* **What to work on**
Your answer should be the lines below from the one holding "rough mask: <svg" through the one holding "positive clicks: (581, 278)", copied exactly and with nothing else.

* **Records to process**

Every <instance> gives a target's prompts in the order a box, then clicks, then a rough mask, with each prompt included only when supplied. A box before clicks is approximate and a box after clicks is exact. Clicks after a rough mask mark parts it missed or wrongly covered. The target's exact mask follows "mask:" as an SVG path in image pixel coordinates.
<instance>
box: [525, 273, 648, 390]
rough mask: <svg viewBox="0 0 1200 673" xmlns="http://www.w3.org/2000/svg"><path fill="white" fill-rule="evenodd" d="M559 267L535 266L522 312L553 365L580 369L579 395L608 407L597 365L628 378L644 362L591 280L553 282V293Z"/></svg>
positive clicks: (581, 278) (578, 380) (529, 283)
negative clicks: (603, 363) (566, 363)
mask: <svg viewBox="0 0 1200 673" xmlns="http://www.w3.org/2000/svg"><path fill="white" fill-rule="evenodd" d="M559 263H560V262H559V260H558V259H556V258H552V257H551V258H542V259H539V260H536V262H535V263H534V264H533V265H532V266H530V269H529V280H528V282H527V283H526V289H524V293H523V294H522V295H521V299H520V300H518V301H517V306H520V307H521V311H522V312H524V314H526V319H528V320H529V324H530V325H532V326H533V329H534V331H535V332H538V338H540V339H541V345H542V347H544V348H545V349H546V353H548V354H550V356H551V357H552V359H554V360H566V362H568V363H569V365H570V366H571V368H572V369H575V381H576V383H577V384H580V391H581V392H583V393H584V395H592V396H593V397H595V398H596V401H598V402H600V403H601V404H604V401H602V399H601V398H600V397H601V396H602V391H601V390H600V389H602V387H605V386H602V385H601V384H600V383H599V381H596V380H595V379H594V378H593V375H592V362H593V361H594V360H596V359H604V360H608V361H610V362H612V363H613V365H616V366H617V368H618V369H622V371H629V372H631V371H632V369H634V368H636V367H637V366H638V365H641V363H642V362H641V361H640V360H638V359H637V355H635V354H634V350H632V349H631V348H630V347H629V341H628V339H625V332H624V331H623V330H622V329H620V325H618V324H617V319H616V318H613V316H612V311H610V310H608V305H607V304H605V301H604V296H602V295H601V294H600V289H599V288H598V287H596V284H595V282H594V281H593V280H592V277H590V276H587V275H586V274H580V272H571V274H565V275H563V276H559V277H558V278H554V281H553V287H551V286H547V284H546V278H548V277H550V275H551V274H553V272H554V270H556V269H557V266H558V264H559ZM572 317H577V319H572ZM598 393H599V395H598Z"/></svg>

* **Answer space**
rough mask: <svg viewBox="0 0 1200 673" xmlns="http://www.w3.org/2000/svg"><path fill="white" fill-rule="evenodd" d="M559 267L535 266L522 312L553 365L580 369L579 395L608 407L597 365L628 378L644 362L591 280L553 282V293Z"/></svg>
positive clicks: (581, 278) (578, 380) (529, 283)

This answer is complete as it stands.